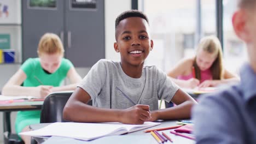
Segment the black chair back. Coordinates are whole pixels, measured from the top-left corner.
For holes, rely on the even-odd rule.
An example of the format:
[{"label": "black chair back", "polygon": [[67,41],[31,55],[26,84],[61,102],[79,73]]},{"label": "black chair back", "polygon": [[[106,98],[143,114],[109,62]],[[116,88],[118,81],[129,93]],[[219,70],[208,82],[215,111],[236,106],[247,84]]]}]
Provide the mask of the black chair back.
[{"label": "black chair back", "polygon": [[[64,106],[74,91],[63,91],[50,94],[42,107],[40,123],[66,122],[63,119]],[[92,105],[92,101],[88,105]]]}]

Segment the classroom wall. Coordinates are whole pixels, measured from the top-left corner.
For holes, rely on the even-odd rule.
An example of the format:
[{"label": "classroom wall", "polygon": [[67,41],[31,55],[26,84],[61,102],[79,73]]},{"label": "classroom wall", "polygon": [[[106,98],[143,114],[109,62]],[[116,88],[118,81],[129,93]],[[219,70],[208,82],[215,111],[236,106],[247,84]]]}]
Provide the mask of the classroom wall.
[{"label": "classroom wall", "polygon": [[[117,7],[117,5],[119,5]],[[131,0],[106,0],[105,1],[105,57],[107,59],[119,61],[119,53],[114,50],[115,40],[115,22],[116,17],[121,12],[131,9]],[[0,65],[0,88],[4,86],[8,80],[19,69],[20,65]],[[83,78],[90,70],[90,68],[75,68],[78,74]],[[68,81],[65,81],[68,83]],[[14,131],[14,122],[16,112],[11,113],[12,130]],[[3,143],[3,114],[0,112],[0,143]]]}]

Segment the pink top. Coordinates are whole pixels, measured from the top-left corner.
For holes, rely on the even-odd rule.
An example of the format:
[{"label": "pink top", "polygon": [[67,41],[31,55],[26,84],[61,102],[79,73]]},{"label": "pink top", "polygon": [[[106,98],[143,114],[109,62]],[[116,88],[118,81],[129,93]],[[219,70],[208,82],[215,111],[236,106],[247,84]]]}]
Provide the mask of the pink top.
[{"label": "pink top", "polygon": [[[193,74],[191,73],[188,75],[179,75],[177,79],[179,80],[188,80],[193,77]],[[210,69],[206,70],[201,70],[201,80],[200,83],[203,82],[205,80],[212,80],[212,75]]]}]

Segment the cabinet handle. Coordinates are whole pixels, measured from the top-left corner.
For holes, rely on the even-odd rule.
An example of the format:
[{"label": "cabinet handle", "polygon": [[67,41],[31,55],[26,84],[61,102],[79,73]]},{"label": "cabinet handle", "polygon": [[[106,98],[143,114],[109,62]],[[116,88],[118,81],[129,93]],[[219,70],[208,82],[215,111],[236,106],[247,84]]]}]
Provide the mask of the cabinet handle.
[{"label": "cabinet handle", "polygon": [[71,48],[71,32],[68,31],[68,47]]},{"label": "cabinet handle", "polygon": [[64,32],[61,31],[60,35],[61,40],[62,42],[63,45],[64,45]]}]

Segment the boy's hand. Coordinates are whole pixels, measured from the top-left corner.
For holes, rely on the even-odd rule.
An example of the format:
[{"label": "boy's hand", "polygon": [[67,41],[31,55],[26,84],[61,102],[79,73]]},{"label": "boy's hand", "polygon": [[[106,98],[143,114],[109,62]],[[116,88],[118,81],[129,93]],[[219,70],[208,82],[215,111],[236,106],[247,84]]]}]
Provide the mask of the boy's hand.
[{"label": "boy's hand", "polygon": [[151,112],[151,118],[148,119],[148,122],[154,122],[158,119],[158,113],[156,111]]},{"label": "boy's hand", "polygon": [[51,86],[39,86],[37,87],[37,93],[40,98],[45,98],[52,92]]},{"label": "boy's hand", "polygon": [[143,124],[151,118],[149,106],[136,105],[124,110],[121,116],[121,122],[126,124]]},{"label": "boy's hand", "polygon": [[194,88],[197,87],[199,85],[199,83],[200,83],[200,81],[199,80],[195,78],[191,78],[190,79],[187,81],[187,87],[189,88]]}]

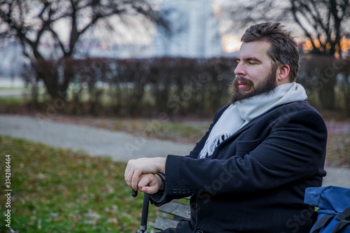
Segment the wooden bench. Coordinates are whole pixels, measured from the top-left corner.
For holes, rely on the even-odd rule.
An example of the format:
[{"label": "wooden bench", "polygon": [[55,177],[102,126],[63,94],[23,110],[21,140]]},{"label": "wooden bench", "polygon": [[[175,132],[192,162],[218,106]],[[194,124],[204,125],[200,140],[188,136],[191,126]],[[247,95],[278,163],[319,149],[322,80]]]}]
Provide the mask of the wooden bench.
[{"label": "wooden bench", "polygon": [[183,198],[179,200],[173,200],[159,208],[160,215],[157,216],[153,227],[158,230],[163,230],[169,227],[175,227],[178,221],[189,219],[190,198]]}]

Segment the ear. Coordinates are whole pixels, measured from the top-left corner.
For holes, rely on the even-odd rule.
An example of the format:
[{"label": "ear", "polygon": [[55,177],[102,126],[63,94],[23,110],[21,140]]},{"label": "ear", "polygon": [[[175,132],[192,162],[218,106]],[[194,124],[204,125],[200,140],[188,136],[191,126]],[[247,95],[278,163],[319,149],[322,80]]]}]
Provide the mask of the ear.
...
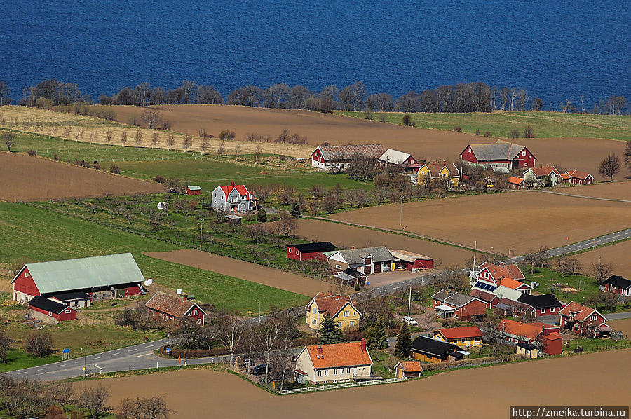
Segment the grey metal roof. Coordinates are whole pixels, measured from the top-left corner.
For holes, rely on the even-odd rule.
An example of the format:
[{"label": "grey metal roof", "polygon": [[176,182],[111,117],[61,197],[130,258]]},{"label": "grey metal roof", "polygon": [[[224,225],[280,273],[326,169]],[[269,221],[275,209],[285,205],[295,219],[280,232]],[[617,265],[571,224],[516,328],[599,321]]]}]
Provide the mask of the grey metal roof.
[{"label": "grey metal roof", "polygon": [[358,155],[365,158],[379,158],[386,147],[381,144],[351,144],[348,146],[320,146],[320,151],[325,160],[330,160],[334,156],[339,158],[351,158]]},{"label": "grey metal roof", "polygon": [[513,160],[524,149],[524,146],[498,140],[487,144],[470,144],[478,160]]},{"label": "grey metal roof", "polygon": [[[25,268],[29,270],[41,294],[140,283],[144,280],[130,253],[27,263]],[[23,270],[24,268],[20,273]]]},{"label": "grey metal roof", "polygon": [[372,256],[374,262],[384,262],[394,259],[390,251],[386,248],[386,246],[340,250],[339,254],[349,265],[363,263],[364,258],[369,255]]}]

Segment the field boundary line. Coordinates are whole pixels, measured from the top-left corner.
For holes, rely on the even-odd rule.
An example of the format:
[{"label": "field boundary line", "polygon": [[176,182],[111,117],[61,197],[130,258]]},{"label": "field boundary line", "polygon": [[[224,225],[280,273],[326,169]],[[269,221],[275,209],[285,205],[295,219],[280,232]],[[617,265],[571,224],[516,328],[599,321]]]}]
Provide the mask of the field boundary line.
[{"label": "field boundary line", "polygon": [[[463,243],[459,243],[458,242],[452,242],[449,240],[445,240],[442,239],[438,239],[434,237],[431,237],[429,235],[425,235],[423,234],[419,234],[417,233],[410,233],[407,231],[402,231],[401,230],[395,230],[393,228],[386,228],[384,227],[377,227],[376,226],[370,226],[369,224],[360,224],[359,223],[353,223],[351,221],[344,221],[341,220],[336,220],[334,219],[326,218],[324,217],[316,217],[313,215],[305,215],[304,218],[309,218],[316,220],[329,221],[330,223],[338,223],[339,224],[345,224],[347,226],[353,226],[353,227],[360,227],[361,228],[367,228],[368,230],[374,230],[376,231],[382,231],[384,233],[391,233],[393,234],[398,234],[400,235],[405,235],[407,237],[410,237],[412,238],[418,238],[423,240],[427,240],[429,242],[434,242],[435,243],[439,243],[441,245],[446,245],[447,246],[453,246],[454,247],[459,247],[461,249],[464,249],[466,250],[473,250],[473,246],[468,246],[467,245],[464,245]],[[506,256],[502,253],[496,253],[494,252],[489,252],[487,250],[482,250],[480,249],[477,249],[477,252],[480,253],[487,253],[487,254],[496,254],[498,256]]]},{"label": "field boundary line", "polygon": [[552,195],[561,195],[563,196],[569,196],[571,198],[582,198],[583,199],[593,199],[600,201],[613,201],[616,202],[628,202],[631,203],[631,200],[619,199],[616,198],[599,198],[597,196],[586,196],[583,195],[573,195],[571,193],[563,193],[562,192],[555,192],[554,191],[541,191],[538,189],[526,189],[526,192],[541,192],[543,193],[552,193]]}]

Required work. How many lines in the items above contain the string "back"? Case counts, so reply with only the number.

Task answer. 4